Extracted records:
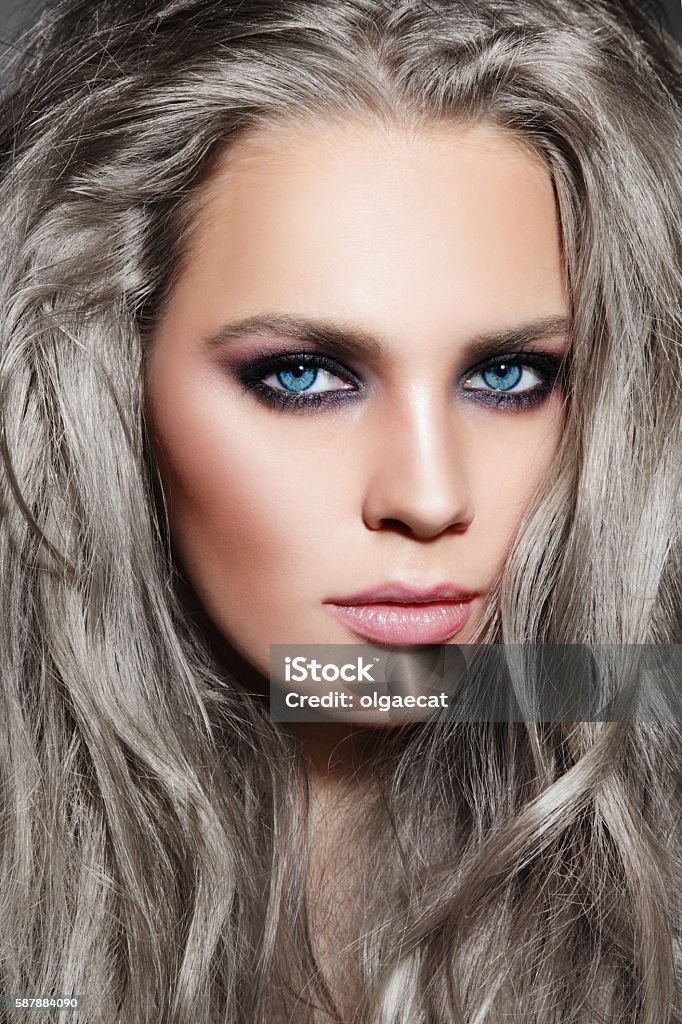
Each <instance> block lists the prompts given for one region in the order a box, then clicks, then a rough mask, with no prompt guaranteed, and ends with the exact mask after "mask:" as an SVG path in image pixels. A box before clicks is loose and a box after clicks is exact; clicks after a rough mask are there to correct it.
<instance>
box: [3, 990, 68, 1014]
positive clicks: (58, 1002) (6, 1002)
mask: <svg viewBox="0 0 682 1024" xmlns="http://www.w3.org/2000/svg"><path fill="white" fill-rule="evenodd" d="M84 1009H85V996H84V995H45V994H42V995H41V994H36V993H33V992H23V993H20V994H18V995H4V994H0V1010H10V1011H11V1010H13V1011H14V1012H15V1013H16V1012H18V1011H26V1010H31V1011H33V1012H35V1013H47V1012H51V1013H55V1012H57V1011H59V1012H61V1011H66V1012H71V1013H76V1012H77V1011H79V1010H84Z"/></svg>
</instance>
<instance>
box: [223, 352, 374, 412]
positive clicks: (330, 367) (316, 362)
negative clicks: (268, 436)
mask: <svg viewBox="0 0 682 1024" xmlns="http://www.w3.org/2000/svg"><path fill="white" fill-rule="evenodd" d="M241 376H242V380H243V382H244V384H245V386H246V387H247V388H249V389H250V390H253V391H255V392H256V393H257V394H259V395H261V396H262V397H263V398H264V399H266V400H267V401H268V402H270V404H272V406H275V407H278V408H280V409H297V410H303V411H304V410H312V409H317V408H319V407H321V406H328V404H332V403H334V402H339V401H344V400H345V399H347V398H348V397H350V396H351V395H353V394H354V393H355V392H357V391H359V390H361V387H363V385H361V383H360V381H358V380H357V378H355V377H354V375H353V374H351V373H350V372H349V371H347V370H346V369H345V368H344V367H342V366H341V365H340V364H338V362H337V361H336V360H335V359H332V358H330V357H329V356H327V355H324V354H322V353H315V352H283V353H282V354H280V355H266V356H262V357H261V358H258V359H255V360H254V361H253V362H251V364H249V365H248V366H247V367H246V368H245V370H244V372H243V374H242V375H241Z"/></svg>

Work to complete:
Beginning with the line that holds "</instance>", restate word for word every line down to the end of the data, and only those lines.

Answer for this exercise:
</instance>
<instance>
box: [223, 352, 374, 412]
positive clicks: (330, 367) (316, 362)
negative clicks: (268, 436)
mask: <svg viewBox="0 0 682 1024" xmlns="http://www.w3.org/2000/svg"><path fill="white" fill-rule="evenodd" d="M241 376H242V380H243V382H244V384H245V386H246V387H247V388H249V389H250V390H253V391H255V392H256V393H257V394H259V395H261V396H262V397H263V398H264V399H266V400H267V401H268V402H270V404H272V406H275V407H278V408H280V409H297V410H303V411H304V410H312V409H317V408H319V407H321V406H328V404H332V403H334V402H339V401H344V400H345V399H347V398H348V397H350V396H351V395H353V394H354V393H355V392H357V391H359V390H361V387H363V385H361V383H360V381H358V380H357V378H355V377H354V375H353V374H351V373H350V372H349V371H347V370H346V369H345V368H344V367H342V366H341V365H340V364H338V362H337V361H336V360H335V359H332V358H330V357H329V356H327V355H324V354H322V353H315V352H283V353H282V354H280V355H266V356H262V357H261V358H258V359H255V360H254V361H253V362H251V364H249V365H248V366H247V367H246V368H245V370H244V372H243V374H242V375H241Z"/></svg>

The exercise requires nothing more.